- **Task statement**
Write out the whole listing again, exactly as given.

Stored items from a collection
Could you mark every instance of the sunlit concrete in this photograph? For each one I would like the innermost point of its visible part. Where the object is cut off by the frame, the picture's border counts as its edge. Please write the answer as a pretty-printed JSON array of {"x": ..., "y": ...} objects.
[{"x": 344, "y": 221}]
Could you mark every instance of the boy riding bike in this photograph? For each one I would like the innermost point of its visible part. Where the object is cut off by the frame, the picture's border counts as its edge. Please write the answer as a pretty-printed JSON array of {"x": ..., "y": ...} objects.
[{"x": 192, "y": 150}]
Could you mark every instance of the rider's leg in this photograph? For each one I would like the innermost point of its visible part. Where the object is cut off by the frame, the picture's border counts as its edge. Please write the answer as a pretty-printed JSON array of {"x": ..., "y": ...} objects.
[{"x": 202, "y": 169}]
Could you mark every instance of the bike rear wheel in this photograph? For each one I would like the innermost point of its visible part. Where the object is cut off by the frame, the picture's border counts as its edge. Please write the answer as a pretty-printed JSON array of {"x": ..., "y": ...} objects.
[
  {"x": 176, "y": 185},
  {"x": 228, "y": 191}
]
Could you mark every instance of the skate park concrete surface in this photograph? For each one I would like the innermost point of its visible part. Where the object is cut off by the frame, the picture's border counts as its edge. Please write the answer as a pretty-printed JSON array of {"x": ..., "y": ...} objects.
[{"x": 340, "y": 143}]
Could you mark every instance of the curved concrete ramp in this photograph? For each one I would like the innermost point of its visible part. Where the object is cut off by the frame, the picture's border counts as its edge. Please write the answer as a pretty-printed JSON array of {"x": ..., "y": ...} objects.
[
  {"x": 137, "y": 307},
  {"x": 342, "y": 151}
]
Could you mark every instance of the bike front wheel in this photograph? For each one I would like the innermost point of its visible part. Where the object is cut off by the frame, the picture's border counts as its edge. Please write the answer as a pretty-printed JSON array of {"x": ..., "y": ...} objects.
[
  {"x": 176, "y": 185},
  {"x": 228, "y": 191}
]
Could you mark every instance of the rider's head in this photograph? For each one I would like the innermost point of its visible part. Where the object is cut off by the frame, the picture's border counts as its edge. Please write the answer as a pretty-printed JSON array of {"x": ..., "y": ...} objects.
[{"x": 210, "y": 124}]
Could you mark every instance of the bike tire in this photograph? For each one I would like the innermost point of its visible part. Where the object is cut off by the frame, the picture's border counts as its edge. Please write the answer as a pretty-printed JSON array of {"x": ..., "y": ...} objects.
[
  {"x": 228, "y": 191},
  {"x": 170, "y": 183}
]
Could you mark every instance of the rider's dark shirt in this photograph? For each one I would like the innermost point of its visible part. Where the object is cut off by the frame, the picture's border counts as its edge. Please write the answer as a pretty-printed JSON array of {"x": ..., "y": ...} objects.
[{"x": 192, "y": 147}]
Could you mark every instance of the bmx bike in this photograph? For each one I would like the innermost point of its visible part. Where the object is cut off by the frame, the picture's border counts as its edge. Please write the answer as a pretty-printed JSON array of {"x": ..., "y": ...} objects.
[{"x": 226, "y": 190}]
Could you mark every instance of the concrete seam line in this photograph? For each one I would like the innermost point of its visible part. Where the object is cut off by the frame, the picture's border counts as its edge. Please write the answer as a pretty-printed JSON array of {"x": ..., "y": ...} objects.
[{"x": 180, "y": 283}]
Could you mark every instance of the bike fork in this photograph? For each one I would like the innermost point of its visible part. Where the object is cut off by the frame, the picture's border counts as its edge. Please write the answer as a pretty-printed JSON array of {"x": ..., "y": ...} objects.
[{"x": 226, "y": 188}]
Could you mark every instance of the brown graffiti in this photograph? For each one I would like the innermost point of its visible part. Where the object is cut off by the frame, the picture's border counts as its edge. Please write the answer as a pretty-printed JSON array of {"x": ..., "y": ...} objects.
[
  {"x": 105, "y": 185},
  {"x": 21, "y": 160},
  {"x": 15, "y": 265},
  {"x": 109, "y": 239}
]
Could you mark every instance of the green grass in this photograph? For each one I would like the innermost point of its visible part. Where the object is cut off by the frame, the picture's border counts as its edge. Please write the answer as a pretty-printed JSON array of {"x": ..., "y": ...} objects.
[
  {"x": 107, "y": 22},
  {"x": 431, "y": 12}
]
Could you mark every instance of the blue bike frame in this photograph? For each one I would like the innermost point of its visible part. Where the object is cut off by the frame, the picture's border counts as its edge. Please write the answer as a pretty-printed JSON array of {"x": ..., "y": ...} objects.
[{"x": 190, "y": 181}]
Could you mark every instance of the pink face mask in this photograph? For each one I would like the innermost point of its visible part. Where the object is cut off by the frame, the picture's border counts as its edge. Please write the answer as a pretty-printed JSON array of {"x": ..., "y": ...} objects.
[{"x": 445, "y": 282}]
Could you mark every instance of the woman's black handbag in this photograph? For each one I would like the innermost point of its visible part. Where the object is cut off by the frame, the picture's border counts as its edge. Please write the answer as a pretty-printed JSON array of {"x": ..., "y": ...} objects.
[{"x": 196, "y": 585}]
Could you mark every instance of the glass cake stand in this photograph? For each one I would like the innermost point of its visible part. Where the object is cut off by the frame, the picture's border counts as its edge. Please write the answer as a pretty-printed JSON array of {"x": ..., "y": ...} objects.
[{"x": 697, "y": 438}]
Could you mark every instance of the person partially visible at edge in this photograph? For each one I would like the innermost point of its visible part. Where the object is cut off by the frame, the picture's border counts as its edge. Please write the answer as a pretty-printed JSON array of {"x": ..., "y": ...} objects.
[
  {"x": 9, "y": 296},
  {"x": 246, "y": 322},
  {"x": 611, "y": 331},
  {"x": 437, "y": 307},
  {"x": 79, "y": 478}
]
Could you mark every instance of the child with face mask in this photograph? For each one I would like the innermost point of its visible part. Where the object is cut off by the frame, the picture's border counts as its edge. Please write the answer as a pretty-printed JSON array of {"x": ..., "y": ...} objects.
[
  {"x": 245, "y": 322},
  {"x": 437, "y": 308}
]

- **Exercise output**
Could you mark every instance of the sunlit concrete in this photograph? For each one I would like the innermost point of its visible part. Where the object is cut off by the frame, the picture's border counts as its edge. Please write the answer as a pretty-printed JSON array of {"x": ..., "y": ...} objects.
[{"x": 344, "y": 221}]
Could you mark every instance of the boy riding bike in this photograph? For each one I would like the innermost point of its visible part. Where the object is cut off by the frame, the picture's border counts as its edge. Please write the answer as a pretty-printed JSON array of {"x": ..., "y": ...} objects.
[{"x": 192, "y": 150}]
Could you mark every instance of the rider's leg in this photograph? For each one I would like the innermost point of its visible part. Where the object is cut off by the frame, the picture's border counts as its edge. Please write the answer as a pretty-printed JSON array of {"x": ..., "y": ...} objects.
[{"x": 202, "y": 169}]
Could you mark every instance of the bike rear wheel in this photograph? For each one I would like the innermost point of its visible part. Where the object is cut off by the frame, the picture's border counts as its edge. Please write the answer as a pretty-printed JSON array of {"x": ..., "y": ...} objects.
[
  {"x": 176, "y": 185},
  {"x": 228, "y": 191}
]
Could you mark every instance of the skate park concrete surface in this photograph? For each one I would like the innermost point of its visible part. Where the object is cut off by the frame, the picture's border counts as its edge. Please write the answer as a pretty-printed JSON array of {"x": ..., "y": ...} objects.
[{"x": 340, "y": 143}]
Could you mark every instance of the curved concrete ramp in this photograph? For each one I would like the innermost point of its visible part. Where the object is cut off by the frame, the picture's border counts as its edge. Please write the answer as a pretty-printed JSON array of {"x": ..., "y": ...} objects.
[
  {"x": 137, "y": 307},
  {"x": 342, "y": 151}
]
Could you mark every instance of the bike front wheel in this photograph? For each one I would like the innermost point of its visible part. Where the object is cut off by the frame, the picture's border counts as its edge. Please write the answer as a pretty-printed JSON array of {"x": ..., "y": ...} objects.
[
  {"x": 176, "y": 185},
  {"x": 228, "y": 191}
]
Could you mark every instance of the rider's head in this photograph? For each one I would like the innermost point of its visible part. Where the object is cut off by the frame, the picture's border counts as its edge. Please write the answer as a pretty-printed JSON array of {"x": ..., "y": ...} objects.
[{"x": 210, "y": 124}]
Could you mark every instance of the bike tire in this photograph? For each one I would like the innermost point of its visible part. Where the object is cut off by the frame, the picture's border counts as its edge. Please write the answer as a pretty-printed JSON array of {"x": ..., "y": ...} objects.
[
  {"x": 228, "y": 191},
  {"x": 170, "y": 183}
]
Could you mark every instance of the rider's dark shirt in this photograph? For each one I would like the innermost point of its visible part. Where the object is cut off by the frame, the picture's border counts as its edge. Please write the answer as a pretty-printed JSON array of {"x": ..., "y": ...} objects.
[{"x": 192, "y": 147}]
Could you mark every instance of the bmx bike in this photograph? For each one I would like the innermost point of its visible part. Where the object is cut off by the frame, the picture's border counts as its edge. Please write the answer as a pretty-printed JSON array of {"x": ..., "y": ...} objects.
[{"x": 226, "y": 190}]
Could you mark every instance of the concrete seam line in this photograph? For each one I would like the innermost point of its visible part. Where the object is cut off by the frame, the picture's border counts as its edge. Please write the answer as a pretty-printed JSON array of {"x": ..., "y": ...} objects.
[{"x": 180, "y": 283}]
Could you mark every instance of the bike fork in this photograph? For each one I would like the innermost point of its visible part. Where the object is cut off by the frame, the picture's border counts as its edge. Please write the answer as a pretty-printed JSON array of {"x": ..., "y": ...} objects.
[{"x": 226, "y": 188}]
Could you mark every instance of the brown graffiti in this photograph? For each one I would like the innermost point of its visible part. Where the object is cut off by the frame, the picture's border counts as its edge. Please write the answer as a pretty-printed JSON array of {"x": ..., "y": ...} objects.
[
  {"x": 105, "y": 185},
  {"x": 21, "y": 160},
  {"x": 15, "y": 265},
  {"x": 109, "y": 239}
]
Could you mark every instance of the green grass in this photograph? For each one I would like the innermost point of its visible part. Where the object is cut off by the frame, the picture's border counts as its edge. Please write the answer as a pretty-printed JSON array of {"x": ..., "y": ...} objects.
[
  {"x": 107, "y": 22},
  {"x": 431, "y": 12}
]
Could you mark every instance of the blue bike frame in this photograph? For each one I would like the innermost point of its visible part. Where the object is cut off by the frame, the picture's border counts as its edge. Please write the answer as a pretty-printed JSON array of {"x": ..., "y": ...} objects.
[{"x": 190, "y": 181}]
Could you mark every instance of the pink face mask in this photograph? For each one I would like the innermost point of its visible part. Where the object is cut off by the frame, the picture's border counts as its edge. Please write the answer as a pretty-printed JSON array of {"x": ..., "y": ...} objects.
[{"x": 445, "y": 282}]
Could you mark every instance of the woman's black handbag in this photograph? For each one I would like the innermost point of its visible part. Where the object is cut off by the frame, the picture's border counts as its edge. Please write the answer as a pretty-printed JSON array of {"x": ..., "y": ...} objects.
[{"x": 196, "y": 585}]
Could you mark every instance of the glass cake stand in this photograph? For each one I would like the innermost point of its visible part. Where the object is cut off by the frame, the picture's border counts as its edge. Please write the answer as a pretty-printed JSON array of {"x": ..., "y": ...} objects.
[{"x": 697, "y": 438}]
Could you mark every instance of the person partially visible at edge in this photograph? For each one I would like the innermost point of its visible part. Where the object is cut off by the frame, the picture's border counts as its edge. Please write the answer as a pretty-printed JSON array of {"x": ..., "y": ...} objects.
[
  {"x": 9, "y": 296},
  {"x": 246, "y": 322},
  {"x": 611, "y": 331},
  {"x": 437, "y": 307},
  {"x": 79, "y": 478}
]
Could you mark every instance of the child with face mask in this photograph? For each one I would like the innermost point of its visible part. Where the object is cut off by the frame, the picture's border counts as its edge. Please write the answer as a pretty-printed JSON array of {"x": ..., "y": ...} objects.
[
  {"x": 245, "y": 322},
  {"x": 437, "y": 308}
]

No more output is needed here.